# Source document:
*****
Probabilistic Automated Language Learning for Configuration Files

  • Mark Santolucito
  • Ennan Zhai
  • Ruzica PiskacEmail author
Conference paper
Part of the Lecture Notes in Computer Science book series (LNCS, volume 9780)


Software failures resulting from configuration errors have become commonplace as modern software systems grow increasingly large and more complex. The lack of language constructs in configuration files, such as types and grammars, has directed the focus of a configuration file verification towards building post-failure error diagnosis tools. In addition, the existing tools are generally language specific, requiring the user to define at least a grammar for the language models and explicit rules to check. In this paper, we propose a framework which analyzes datasets of correct configuration files and derives rules for building a language model from the given dataset. The resulting language model can be used to verify new configuration files and detect errors in them. Our proposed framework is highly modular, does not rely on the system source code, and can be applied to any new configuration file type with minimal user input. Our tool, named  ConfigC, relies on an abstract representation of language rules to allow for this modularity. ConfigC supports learning of various rules, such as orderings, value relations, type errors, or user defined rules by using a probabilistic type inference strategy and defining a small interface for the rule type.


MySQL Configuration File Configuration Errors Resulting Language Model Probabilistic Type OpenLDAP 
These keywords were added by machine and not by the authors. This process is experimental and the keywords may be updated as the learning algorithm improves.
*****
(Saved entries)
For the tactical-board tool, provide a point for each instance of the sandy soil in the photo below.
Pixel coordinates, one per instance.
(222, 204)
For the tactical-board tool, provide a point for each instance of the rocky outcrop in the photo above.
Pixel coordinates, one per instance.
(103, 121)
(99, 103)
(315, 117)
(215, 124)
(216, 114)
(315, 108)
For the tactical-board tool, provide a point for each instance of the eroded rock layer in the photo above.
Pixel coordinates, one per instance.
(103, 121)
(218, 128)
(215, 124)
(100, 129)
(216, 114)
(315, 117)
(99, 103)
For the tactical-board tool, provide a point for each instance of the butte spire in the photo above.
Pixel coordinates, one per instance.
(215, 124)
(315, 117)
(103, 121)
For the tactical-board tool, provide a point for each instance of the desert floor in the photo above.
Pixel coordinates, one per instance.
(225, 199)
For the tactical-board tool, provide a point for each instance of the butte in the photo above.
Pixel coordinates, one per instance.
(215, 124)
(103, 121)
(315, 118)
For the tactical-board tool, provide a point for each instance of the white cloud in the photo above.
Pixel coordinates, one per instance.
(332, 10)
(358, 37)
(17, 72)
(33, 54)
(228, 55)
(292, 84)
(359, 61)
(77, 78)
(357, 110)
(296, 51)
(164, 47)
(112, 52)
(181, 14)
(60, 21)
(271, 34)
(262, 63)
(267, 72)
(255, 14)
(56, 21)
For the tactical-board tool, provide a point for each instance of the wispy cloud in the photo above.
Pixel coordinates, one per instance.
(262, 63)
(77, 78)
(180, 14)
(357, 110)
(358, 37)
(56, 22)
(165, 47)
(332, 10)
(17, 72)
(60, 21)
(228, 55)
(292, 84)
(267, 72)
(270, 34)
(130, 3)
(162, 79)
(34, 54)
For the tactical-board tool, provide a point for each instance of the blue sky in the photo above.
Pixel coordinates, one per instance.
*****
# Brief A:
From the paper page on configuration file verification, set down the stretch from "Probabilistic Automated Language" through "(LNCS, volume 9780)".
# Brief B:
Answer these questions from the paper page on configuration file verification:
(i) What name is given to the tool the authors built?
(ii) Which book series is the conference paper part of, and in which volume?
(iii) According to the note after the keyword line, who added the keywords?

# Reply A:
Probabilistic Automated Language Learning for Configuration Files

  • Mark Santolucito
  • Ennan Zhai
  • Ruzica PiskacEmail author
Conference paper
Part of the Lecture Notes in Computer Science book series (LNCS, volume 9780)

# Reply B:
(i) ConfigC
(ii) The Lecture Notes in Computer Science (LNCS) series, volume 9780
(iii) They were added by machine, not by the authors.